#### [RECORDED INFORMATION]
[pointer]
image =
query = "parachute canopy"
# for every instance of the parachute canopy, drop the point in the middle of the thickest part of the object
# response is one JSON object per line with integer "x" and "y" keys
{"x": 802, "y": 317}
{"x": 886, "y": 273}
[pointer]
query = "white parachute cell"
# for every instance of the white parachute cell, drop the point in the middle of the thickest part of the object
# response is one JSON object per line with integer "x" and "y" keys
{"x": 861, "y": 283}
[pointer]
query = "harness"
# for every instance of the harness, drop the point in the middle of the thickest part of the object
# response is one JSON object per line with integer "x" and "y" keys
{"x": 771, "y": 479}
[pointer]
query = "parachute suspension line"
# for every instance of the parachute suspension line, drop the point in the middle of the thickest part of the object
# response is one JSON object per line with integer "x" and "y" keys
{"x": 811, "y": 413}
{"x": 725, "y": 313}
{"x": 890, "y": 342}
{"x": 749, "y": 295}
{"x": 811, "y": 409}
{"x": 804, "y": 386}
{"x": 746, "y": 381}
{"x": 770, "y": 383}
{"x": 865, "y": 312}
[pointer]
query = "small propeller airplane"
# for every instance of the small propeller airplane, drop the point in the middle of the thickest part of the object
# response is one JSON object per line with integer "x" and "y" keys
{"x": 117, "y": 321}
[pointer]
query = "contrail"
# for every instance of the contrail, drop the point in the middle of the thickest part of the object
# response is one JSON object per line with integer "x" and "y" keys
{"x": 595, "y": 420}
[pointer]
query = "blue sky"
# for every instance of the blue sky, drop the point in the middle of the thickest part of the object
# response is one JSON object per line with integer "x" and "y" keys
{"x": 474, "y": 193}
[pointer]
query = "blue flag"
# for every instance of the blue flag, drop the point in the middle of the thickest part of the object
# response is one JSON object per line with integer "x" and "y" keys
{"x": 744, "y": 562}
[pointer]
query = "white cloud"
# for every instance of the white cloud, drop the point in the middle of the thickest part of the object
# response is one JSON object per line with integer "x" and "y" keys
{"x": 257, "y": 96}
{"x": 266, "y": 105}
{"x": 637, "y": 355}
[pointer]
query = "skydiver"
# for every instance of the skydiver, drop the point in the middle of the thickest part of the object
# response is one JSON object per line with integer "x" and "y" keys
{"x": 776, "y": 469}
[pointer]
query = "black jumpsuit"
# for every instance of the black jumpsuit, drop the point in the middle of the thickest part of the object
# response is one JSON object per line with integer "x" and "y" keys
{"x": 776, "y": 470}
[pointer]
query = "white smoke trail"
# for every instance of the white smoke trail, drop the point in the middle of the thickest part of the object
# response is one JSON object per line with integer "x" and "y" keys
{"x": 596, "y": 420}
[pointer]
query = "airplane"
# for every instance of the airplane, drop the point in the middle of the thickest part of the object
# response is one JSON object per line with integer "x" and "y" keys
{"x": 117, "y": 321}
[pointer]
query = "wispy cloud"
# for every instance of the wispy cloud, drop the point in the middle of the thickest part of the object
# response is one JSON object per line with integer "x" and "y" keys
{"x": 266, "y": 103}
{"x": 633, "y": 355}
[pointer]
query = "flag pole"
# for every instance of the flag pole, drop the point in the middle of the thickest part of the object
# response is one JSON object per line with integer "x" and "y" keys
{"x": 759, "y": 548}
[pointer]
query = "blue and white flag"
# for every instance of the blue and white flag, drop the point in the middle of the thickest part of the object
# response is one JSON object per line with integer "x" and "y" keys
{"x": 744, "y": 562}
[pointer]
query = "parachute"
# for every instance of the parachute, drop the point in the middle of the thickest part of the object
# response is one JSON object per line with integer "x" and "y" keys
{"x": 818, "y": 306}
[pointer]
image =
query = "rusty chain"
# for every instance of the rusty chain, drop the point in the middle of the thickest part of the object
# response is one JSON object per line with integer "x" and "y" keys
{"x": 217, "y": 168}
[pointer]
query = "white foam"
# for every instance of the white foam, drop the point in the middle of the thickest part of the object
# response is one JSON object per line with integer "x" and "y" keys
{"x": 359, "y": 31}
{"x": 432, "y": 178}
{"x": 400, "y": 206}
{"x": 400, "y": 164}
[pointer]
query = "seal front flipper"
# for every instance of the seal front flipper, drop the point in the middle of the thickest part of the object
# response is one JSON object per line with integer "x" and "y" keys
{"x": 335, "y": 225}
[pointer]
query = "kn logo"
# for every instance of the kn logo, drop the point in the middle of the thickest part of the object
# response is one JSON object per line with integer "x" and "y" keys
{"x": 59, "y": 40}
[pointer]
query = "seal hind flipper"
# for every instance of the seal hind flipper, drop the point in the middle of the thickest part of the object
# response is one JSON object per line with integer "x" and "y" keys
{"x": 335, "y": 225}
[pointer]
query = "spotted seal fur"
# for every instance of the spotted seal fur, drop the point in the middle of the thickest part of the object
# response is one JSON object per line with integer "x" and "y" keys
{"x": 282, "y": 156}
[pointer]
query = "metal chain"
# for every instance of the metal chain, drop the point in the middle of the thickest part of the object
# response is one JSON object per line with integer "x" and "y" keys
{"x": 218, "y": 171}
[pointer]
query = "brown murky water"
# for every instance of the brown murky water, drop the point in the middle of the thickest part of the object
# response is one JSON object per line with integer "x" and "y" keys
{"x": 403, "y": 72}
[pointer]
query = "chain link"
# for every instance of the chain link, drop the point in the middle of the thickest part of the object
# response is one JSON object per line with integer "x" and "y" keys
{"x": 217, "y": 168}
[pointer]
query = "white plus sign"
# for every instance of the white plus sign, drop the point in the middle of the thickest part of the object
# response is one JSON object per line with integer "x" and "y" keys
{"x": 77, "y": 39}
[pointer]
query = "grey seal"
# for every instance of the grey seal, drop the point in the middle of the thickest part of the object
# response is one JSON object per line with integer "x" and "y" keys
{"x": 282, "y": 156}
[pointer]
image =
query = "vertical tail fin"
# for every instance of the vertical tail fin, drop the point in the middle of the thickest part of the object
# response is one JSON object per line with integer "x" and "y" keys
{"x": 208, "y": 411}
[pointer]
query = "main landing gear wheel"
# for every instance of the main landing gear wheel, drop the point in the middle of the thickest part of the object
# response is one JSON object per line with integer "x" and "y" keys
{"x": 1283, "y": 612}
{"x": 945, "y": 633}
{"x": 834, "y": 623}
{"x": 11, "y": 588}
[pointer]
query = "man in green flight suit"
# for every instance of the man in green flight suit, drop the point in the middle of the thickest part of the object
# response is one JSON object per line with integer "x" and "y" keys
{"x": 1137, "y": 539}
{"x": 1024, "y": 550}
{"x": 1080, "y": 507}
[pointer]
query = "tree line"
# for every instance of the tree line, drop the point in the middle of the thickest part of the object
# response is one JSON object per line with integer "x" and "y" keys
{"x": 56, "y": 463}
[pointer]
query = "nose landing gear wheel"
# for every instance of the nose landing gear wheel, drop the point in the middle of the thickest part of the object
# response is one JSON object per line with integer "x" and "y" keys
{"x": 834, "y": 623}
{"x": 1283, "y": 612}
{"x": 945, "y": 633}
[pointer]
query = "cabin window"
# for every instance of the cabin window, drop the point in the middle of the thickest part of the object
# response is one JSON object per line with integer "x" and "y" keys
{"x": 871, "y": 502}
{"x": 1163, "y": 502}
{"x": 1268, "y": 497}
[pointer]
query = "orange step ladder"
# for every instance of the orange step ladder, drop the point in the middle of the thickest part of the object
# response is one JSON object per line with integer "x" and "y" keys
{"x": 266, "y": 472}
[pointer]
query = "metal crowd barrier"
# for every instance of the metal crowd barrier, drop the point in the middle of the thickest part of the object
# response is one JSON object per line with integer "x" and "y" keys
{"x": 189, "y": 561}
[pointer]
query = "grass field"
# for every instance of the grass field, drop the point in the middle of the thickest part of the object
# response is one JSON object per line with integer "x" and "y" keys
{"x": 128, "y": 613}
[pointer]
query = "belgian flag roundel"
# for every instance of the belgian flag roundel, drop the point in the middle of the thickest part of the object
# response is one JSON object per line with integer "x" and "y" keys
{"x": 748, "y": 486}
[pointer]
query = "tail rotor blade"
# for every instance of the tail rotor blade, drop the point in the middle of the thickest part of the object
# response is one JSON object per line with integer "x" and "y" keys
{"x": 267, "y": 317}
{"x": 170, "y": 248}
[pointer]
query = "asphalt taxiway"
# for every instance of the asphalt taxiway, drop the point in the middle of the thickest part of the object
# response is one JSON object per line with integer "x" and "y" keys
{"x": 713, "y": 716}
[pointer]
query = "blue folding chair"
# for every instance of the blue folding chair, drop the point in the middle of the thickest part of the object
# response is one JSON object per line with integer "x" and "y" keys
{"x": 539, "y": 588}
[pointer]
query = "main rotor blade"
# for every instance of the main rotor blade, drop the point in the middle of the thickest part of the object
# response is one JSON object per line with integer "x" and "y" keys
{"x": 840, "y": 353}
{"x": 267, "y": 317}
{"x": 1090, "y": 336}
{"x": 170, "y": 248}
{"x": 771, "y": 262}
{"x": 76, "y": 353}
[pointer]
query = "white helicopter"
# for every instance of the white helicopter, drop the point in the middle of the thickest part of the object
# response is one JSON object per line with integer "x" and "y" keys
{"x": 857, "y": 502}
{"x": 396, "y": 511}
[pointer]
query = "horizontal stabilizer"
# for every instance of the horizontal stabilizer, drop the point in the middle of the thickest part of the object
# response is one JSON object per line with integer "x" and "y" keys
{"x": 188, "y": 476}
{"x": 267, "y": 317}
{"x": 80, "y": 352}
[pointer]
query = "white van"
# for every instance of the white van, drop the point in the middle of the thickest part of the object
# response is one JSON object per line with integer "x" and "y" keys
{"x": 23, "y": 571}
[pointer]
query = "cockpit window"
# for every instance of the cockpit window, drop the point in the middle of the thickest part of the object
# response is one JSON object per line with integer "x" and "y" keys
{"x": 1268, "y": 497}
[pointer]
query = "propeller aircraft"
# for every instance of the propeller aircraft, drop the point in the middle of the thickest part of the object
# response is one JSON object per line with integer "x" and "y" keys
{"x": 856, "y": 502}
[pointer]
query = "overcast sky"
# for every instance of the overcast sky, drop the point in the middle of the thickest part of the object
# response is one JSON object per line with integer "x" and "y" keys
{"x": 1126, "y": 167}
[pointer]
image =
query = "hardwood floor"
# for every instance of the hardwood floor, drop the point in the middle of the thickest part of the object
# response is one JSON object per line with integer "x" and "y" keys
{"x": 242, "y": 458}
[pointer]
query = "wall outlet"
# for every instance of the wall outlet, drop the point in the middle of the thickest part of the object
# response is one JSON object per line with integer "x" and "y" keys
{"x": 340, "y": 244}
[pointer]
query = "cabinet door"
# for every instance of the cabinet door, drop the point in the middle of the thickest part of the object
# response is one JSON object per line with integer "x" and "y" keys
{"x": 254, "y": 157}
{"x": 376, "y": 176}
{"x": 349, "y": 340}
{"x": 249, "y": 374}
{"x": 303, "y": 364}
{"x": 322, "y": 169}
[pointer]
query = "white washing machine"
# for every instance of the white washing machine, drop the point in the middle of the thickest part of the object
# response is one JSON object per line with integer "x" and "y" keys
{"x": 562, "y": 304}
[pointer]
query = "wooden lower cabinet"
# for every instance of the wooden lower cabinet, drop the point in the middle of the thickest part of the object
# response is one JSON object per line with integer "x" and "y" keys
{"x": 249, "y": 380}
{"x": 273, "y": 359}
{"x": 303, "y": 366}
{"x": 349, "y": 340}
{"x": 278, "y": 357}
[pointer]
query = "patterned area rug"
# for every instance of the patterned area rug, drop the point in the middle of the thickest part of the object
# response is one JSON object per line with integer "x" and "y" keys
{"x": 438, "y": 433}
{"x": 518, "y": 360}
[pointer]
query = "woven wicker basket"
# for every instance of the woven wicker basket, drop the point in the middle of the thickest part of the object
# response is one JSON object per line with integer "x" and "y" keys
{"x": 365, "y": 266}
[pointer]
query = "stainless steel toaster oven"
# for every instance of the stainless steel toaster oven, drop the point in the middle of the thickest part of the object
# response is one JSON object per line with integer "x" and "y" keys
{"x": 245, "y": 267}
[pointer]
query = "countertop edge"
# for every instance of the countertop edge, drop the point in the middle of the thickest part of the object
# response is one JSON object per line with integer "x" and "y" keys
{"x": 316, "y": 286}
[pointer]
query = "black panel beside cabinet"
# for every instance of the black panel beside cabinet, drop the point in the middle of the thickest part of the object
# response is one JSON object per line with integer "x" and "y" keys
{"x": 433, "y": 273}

#### [SHORT EXERCISE]
Please count the lines in the entries above that contain the word "chain", with case counting, and give only the number.

#### [THE SOLUTION]
6